* **TEXT**:
□ □ □ □

# Any sources for pre-painted front bumper? Salvage?



## Ncfutrell (Feb 20, 2018)

First and foremost, I hit a dog and am in need of a front bumper cover, non rs. I was hoping to find one that is already painted red with the grill inserts and what not already on it, too. Does anyone have a source for these types of things? I’ve searched some but to no avail. I may be using the wrong keywords.

Would it be wise to check with a dealer whom has a body shop?

Thanks in advance. I’d highly appreciate it.


----------



## mikeebr (May 20, 2018)

Did you try your local junk yard? https://row52.com
Also you might find it on ebay -> https://www.ebay.com/itm/CHEVY-CRUZ...42/162590602658?hash=item25db27b5a2:rk:1:pf:0


----------



## Taxman (Aug 10, 2017)

You can get a front bumper cover from some of the online Chevy dealers for under $300, but my body man wants $600 to paint one. 

I just checked car-part.com for a bumper cover and found a handful of new ones in California, that's it.


----------



## Ncfutrell (Feb 20, 2018)

Thanks for your replies, y’all! 

Yea, the price to paint just the cover prompted me to try to find a new take-off. The quote the insurance gave me isn’t to my liking, especially what they estimate paint to be priced at. Figures are way off imo.

I’m going to try a local junkyard and see if they can source one, if not then I’ll just have to get the gm one, and have it painted.

Thanks again people!


----------



## mike12 (Jul 2, 2017)

Taxman said:


> I just checked *car-part.com *for a bumper cover and found a handful of new ones in California, that's it.

□ □ □ □

* **Recorded data**:
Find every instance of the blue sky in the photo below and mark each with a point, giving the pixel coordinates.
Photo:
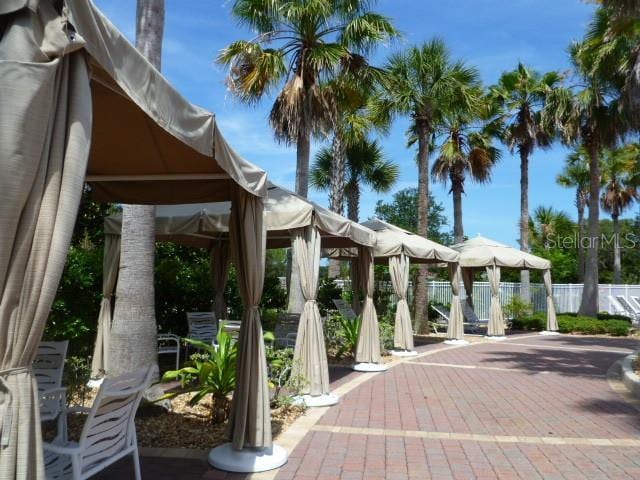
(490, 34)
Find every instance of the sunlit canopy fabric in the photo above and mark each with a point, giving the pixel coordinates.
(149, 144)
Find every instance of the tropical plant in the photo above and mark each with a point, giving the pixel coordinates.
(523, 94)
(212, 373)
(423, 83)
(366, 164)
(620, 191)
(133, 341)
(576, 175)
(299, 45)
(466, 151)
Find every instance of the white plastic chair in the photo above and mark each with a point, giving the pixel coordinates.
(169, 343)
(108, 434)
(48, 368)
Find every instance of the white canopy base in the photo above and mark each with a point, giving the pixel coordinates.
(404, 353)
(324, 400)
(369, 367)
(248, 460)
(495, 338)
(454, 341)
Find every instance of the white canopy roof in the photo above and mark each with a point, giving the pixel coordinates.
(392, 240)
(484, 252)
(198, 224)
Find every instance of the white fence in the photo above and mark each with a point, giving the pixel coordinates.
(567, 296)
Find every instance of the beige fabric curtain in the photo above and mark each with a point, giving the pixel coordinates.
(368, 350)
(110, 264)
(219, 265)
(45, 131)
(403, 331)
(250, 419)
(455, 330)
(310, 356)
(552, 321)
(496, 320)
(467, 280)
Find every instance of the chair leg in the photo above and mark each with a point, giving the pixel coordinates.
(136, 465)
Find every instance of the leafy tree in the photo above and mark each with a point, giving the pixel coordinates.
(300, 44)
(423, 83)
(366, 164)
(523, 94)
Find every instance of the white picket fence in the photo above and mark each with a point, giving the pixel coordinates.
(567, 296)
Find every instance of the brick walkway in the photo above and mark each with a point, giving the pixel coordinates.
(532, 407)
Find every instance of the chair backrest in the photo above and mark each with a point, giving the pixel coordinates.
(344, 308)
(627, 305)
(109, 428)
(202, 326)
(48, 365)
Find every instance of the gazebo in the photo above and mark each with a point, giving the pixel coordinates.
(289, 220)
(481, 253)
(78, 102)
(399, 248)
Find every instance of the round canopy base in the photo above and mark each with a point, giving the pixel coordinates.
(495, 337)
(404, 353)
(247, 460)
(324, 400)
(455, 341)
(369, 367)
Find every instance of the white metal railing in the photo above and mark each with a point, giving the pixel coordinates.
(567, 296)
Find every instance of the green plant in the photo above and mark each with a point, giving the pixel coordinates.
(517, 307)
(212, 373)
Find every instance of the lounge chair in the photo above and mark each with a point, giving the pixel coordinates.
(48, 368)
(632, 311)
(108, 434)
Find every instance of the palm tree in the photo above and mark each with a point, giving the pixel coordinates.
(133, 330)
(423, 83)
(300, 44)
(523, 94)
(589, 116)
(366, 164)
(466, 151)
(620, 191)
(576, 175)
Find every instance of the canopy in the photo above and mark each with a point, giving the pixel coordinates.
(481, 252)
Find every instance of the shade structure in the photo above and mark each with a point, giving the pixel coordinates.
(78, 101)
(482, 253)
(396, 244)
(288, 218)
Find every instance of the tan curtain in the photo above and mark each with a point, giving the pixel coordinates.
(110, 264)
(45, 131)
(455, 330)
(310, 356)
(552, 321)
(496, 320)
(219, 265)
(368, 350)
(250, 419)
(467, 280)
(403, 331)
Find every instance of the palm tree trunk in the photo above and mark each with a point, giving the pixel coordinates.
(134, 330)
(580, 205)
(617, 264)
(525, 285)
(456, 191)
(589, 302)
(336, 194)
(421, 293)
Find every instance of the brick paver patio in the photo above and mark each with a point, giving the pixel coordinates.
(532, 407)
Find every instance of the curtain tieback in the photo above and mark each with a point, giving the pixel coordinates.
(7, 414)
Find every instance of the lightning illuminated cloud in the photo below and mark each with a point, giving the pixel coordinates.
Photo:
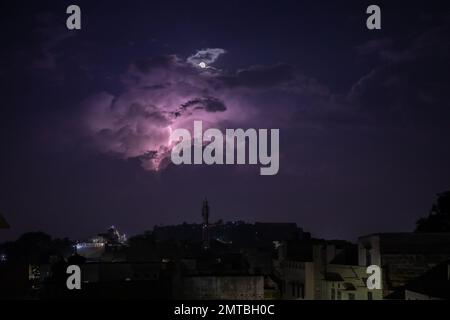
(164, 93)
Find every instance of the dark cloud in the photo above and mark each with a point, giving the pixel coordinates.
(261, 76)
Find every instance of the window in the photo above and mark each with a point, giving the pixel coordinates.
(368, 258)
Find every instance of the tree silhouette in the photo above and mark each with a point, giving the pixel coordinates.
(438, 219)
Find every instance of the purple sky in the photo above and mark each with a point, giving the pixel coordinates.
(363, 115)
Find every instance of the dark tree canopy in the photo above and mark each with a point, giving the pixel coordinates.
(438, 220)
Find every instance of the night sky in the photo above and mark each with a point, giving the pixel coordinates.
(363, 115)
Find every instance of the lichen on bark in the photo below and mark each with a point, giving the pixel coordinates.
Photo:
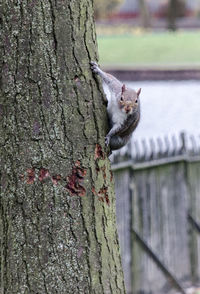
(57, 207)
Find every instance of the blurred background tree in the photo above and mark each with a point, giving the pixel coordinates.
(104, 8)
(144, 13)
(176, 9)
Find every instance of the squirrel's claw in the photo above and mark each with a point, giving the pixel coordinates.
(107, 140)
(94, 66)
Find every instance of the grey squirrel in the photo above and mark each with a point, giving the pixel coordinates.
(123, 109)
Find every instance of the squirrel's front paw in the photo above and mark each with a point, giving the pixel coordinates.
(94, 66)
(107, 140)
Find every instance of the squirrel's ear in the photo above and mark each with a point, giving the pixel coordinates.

□ □ □ □

* **THE TASKS**:
• 1. In the bumper thread, how much does Taxman's body man want to paint a front bumper cover?
• 2. Please continue the bumper thread onward from its final post.

* **ANSWERS PER TASK**:
• 1. $600.

• 2.
I was looking for a bumper cover/grill last year and you can find aftermarket painted bumper covers on e-bay. My main concern and deterrent with on-line pre-painted covers was paint match and quality of the paint job. I would do as Taxman says and search *car-parts.com*. You may get lucky and find one in good condition in the color you need. A caution with the junk yard body parts is finding one that does not need repairs because of scratches or broken tabs. However, if you find one at a local junkyard, you can go see it before purchasing. I ended up just going through a local body shop since I could not locate one in a condition that I could just install without repair and/or paint.


----------



## Blasirl (Mar 31, 2015)

Cruze front fascia - Painted - $171.00 as of 04DEC2018


----------



## guuyuk (Nov 12, 2015)

I've had pretty good success with LKQ, https://www.lkqonline.com


----------



## Ncfutrell (Feb 20, 2018)

Thanks again y’all! More responses than I expected so thank you! Lkq is where progressive got their prices from so I know they have it all. I’d still have to get the bumper painted. 

The eBay link above is for a gen1 but they do the same for gen 2. I’m leaning toward that way if I can’t find a new take off somewhere.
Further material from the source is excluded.